#### Source
* * * * * * * * *

Naturalizing the tableland behind the house has turned me into a leaf miser.  While the City will come and vacuum up leaves hauled out to the front street, autumn leaves are too precious to give away.  So I drag them from the patio and the driveway into our young forest, where they obligingly protect the English Ivy and the ostrich ferns over winter while turning themselves into crumbly rich mulch by spring, thus liberating us from watering during the dry spells. ( Dirty secret: sometimes I even cruise leafy neighbourhoods in the fall and shovel unwanted leaves into the back of the Prius.  Bet you too do some things you wouldn't have predicted as a ten-year-old.)

After redistributing the leaves, I crawled down the curving pathway Jon created to lead to the ravine.  I should have weeded it months ago.  But the ivy clippings could be planted in the perennial bed, so that was the next job.  I sure hope they do better than the echinacea seedlings which I transplanted last week.  Disturbed ground seems to inspire Grand Theft Auto in squirrels, who assume that it must conceal something edible and desirable that a competitor has hidden and that they themselves deserve.  So after I replanted the echinacea, I stamped hard on it with both feet.    

Then it seemed like a good idea to drag the ten foot ladder over to the far side of the house and climb up onto the roof to wash the bedroom windows.  Somehow I got back down too.  At that point I checked my watch.

Seven solid hours had passed.  My happy little brain might have been oblivious, but my back was no longer speaking to me.   Luckily I can occasionally appease it with extra-strength Robaxicet by pretending that it is green and white candy.  So while the garden has been put to bed for its long winter sleep,  I think someone will have to do the same for me tonight.

(This clumsy little watercolour was one of my first paintings.  It reminds me of how stark the house looked at the time -- a stone farmhouse without a foundation planting to be seen. A blank canvas!)

The Artist's Curse

2/11/2015

 
Picture alla prima oil "Roses Pales dans le Bol d'or"

* * * * * * * * *

#### Extracted information
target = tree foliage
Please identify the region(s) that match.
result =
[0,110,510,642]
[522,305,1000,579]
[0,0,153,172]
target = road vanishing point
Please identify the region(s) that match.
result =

* * * * * * * * *

#### To do
1/ In the gardening text, take the stretch from "(This clumsy little" through "A blank canvas!)" and write it out again, swapping "watercolour" for "sketch".
2/ According to the gardening text, where does the writer drag the autumn leaves from before moving them into the young forest?

#### Task answers
1/
(This clumsy little sketch was one of my first paintings.  It reminds me of how stark the house looked at the time -- a stone farmhouse without a foundation planting to be seen. A blank canvas!)

2/ From the patio and the driveway.